提示された本文 –
┏━━
株式のチャートを読む人

株は難しい!?初心者でも失敗しないためのポイントを6つ解説

  • 2021年12月10日
株式のチャートを読む人

株に興味があっても、「株で儲けるなんて難しいから、やめておけ」と家族や友人にはねつけられ、やる気を失いかけている人も多いでしょう。確かに、株で一攫千金を得るのは難しいですが、コツコツ利益を出すなら初心者にもできます。

この記事では、株で儲けるのは難しいのか、なぜ難しいのかを解説し、初心者が株で失敗しないためのポイントについてお伝えしていきます。

株で儲けるのは難しいのか?

タブレットで株価のチャートを確認する

平均的な目標を目指すのであれば、初心者でも株で利益を得ることは可能です。ただし、高すぎる目標を立ててしまうと、失敗するリスクが高まってしまいます。

この章では、初心者が目指すべき目標はどれくらいなのか、なぜ大きく儲けるのが難しいのかについて解説していきます。

初心者の目標は利回り3%~5%

株初心者でも達成できる目標利回りは、3%から5%程度が目安となります。高配当株なら配当利回り3%から5%程度の銘柄は珍しくなく、初心者でも探して投資できるからです。

配当とは、株式を保有している人(株主)に対し、企業が利益を分配することです。配当金は株式を保有しているだけでもらえます。トレードと異なり、難しい取引は行わないので、配当狙いの投資は初心者でも失敗しにくいです。

 

高配当株の例として、

  • ソフトバンク(9434):5.64%
  • 日本郵政(6178):5.48%
  • みずほフィナンシャルグループ(8411):4.76%

 

などが挙げられます。

配当利回り3%から5%程度なら、業績の浮き沈みが小さく、株価の変動も中小に比べて大きくない大手企業の株式でも、充分に狙うことができます。株価の変動が大きくリスクの高い銘柄を、わざわざ狙いに行く必要はありません。

初心者が株を始めるなら、利回り3%から5%程度を目標にすると良いでしょう。この程度の目標であれば、初心者にとって高すぎることはなく、利益を出すのは難しくありません。

大きく儲けるのは難しい

ただし、大きく儲けて一攫千金を達成するのは、非常に難しいです。たとえば、1年で元手を2倍にしたい(利回り100%)といった目標は、初心者のみならず上級者にも難易度が高すぎます。

大きな利益を狙う場合、基本的には「株を安く買って高く売る」という手法を取ります。配当金だと、せいぜい利回り5%から6%程度でしか増やせないからです。
┗━━
取り組む課題 –
[A] 株式投資の記事で「配当とは、株式を保有している人」で始まる段落を、要点を残した箇条書きに改めてください。
[B] 次の(i)〜(iii)が株式投資の記事の記述と一致するか、それぞれ「はい」か「いいえ」で判定し、根拠となる記事の文言をそのまま引用してください。
(i) 初心者の目標利回りは3%から5%程度が目安とされている。
(ii) 1年で元手を2倍にする目標は、上級者なら難しくないとされている。
(iii) 日本郵政の配当利回りは5.64%と記載されている。
項目は株式投資の記事とは別個の資料です。

[境界ラベリング用の項目]
┏━━
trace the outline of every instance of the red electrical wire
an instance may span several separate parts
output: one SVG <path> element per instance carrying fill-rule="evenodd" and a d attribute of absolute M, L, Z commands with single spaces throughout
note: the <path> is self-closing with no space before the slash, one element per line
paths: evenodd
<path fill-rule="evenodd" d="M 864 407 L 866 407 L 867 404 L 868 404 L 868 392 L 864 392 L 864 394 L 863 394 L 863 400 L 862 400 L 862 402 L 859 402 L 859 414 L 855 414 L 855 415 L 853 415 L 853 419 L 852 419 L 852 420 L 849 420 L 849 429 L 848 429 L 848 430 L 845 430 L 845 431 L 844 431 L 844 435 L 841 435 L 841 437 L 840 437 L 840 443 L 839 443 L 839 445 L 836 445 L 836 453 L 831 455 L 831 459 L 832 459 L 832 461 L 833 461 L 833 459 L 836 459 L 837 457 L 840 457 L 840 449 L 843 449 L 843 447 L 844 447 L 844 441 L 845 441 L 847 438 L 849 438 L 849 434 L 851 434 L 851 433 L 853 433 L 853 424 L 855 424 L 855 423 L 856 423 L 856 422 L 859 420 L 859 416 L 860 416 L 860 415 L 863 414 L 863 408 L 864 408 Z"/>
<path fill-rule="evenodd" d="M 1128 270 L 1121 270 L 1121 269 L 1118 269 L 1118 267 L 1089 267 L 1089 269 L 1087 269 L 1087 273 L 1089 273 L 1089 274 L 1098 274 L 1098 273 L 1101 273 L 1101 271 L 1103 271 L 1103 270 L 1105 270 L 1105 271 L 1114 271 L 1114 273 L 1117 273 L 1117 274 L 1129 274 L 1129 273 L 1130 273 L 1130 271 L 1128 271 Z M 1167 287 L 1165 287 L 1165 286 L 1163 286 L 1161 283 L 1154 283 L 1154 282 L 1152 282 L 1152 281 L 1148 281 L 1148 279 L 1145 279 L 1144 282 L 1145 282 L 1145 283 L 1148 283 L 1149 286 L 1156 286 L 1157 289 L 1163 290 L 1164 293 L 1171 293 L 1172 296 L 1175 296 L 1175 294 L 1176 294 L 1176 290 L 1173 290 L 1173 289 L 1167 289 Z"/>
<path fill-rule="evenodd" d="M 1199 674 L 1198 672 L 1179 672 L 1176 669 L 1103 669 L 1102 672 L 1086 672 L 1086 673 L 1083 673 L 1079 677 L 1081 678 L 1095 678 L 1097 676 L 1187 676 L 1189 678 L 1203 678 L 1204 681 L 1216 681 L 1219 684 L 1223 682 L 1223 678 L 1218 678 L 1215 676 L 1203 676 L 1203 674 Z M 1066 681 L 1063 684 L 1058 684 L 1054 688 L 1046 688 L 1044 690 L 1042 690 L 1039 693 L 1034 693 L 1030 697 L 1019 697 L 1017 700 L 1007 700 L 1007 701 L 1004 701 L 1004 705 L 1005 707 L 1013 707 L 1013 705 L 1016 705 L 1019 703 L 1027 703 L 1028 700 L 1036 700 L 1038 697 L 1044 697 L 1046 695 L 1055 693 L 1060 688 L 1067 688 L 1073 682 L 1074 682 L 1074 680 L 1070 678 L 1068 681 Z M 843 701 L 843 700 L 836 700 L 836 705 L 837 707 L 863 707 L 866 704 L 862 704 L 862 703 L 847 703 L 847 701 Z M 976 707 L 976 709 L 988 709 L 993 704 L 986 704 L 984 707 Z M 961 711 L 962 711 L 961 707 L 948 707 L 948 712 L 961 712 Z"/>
┗━━
課題への解答 –
[A]
- 配当は、企業が株主に利益を分配すること。
- 配当金は株式を保有しているだけで受け取れる。
- トレードと違い難しい取引をしないため、配当狙いの投資は初心者でも失敗しにくい。

[B]
(i) はい。「株初心者でも達成できる目標利回りは、3%から5%程度が目安となります。」
(ii) いいえ。「初心者のみならず上級者にも難易度が高すぎます。」
(iii) いいえ。「日本郵政(6178):5.48%」